**To do:** Return the listing below unchanged, minus its pictures.

**Exercise materials:**
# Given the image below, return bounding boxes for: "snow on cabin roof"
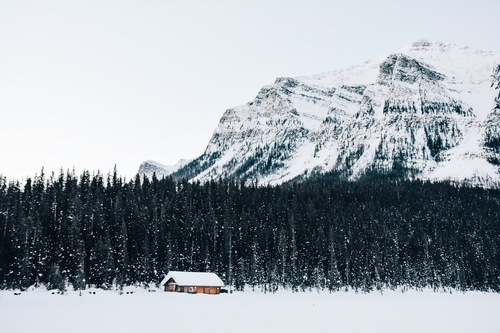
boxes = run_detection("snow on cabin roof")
[161,271,224,287]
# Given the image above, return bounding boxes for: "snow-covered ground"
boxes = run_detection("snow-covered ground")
[0,289,500,333]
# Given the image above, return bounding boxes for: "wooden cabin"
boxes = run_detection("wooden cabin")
[160,271,224,295]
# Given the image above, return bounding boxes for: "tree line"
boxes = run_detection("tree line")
[0,170,500,292]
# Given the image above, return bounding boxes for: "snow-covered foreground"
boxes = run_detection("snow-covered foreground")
[0,289,500,333]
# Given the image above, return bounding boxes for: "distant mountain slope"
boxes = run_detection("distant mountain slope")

**Response to the task:**
# Given the image below, return bounding boxes for: "snow on cabin roof"
boxes = run_detection("snow on cabin roof")
[161,271,224,287]
# Given the image above, return bounding boxes for: "snow-covered ground"
boxes = run_detection("snow-covered ground")
[0,289,500,333]
# Given the image above, return bounding boxes for: "wooden cabin"
boxes = run_detection("wooden cabin")
[160,271,224,295]
# Given the image above, return bounding boxes for: "tree line"
boxes = run_detection("tree line")
[0,170,500,292]
# Given the image above, return bounding boxes for: "snow-covered foreground"
boxes = run_detection("snow-covered foreground")
[0,289,500,333]
# Given the image above, return bounding boxes for: "distant mountain slope"
boxes = run_detection("distant mountain slope")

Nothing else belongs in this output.